#### Task to complete:
Change every "dot" to "point" in the part of the rows below that opens with the line containing "of the wrist" and closes with the last row, and give that part again with nothing else altered.
==============================
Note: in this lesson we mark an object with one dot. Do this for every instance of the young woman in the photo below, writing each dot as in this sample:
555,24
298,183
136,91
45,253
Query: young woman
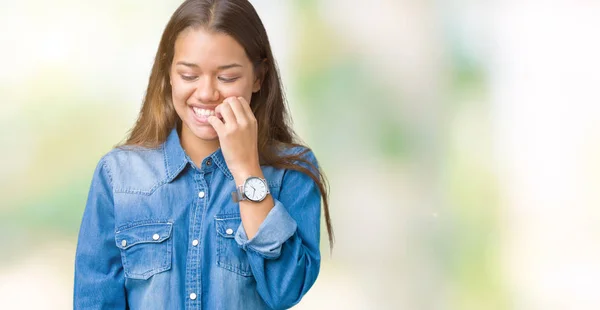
210,203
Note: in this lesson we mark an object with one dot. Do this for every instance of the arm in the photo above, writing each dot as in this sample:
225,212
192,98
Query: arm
284,253
99,281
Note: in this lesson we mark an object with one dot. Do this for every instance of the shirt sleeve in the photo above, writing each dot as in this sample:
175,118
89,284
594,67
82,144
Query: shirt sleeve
284,254
99,280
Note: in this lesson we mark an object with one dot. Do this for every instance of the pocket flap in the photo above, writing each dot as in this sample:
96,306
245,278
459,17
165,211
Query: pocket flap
143,233
227,226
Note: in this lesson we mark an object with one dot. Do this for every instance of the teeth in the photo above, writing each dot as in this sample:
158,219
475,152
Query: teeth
203,112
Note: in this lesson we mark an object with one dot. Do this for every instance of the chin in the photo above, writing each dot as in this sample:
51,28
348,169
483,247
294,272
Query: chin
203,132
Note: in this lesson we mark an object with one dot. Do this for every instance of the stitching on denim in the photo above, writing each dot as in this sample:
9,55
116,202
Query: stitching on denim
165,265
146,222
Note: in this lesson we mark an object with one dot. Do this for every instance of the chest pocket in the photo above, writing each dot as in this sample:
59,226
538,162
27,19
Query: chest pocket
146,248
229,255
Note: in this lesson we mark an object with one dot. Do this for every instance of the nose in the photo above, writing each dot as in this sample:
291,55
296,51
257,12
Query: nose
206,92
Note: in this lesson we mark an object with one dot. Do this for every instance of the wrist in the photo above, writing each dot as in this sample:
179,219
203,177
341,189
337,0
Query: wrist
240,175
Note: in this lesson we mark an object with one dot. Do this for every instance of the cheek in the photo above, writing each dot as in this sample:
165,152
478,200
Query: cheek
238,89
181,91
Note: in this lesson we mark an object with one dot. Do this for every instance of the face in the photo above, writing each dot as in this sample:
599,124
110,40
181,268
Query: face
207,68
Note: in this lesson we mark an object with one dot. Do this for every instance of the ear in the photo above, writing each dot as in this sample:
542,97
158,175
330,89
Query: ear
261,72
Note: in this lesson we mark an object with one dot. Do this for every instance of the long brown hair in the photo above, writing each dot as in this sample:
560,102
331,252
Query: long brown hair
238,19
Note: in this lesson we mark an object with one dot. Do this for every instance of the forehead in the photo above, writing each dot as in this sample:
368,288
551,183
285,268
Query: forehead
207,48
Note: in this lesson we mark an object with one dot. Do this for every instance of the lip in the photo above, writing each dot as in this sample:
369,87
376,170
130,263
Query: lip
203,106
201,119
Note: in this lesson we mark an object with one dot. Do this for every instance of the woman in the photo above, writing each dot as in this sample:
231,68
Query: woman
209,204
==============================
#### Answer to this task:
Note: in this lesson we mark an object with one point. Do this for every instance of the wrist in the photo above, writing each point as in this sample:
179,219
203,177
341,189
337,0
Query: wrist
240,175
Note: in this lesson we mark an object with one point. Do this for every instance of the cheek in the photo above, writing each point as in this sample:
165,152
478,200
Query: cheek
238,89
181,91
Note: in this lesson we mark an object with one point. Do this for every instance of the face in the photo above, writing each point as in this sample:
599,124
110,40
181,268
Query: face
207,68
Note: in this lesson we mark an object with one point. Do this for every instance of the ear in the photo above, writing each point as in this sample:
542,97
158,175
330,89
Query: ear
261,72
Note: in this lesson we mark an object with one point. Do this for every instance of the long brown hair in the photo above, writing each point as in this sample:
560,102
331,252
Query: long brown hair
238,19
Note: in this lesson we mark an object with one point. Do this for every instance of the forehead in the photo above, writing each point as in this sample:
368,288
551,183
285,268
Query: forehead
207,48
Note: in this lesson we mark an object with one point. Do this for every instance of the lip in the photo above, writing each point as in this sample:
369,87
376,170
130,263
Query: lip
203,106
201,119
Note: in this lesson we mark an object with one point. Do this for every instance of the woman in the photo above, writing each point as in this sample:
231,68
Query: woman
209,204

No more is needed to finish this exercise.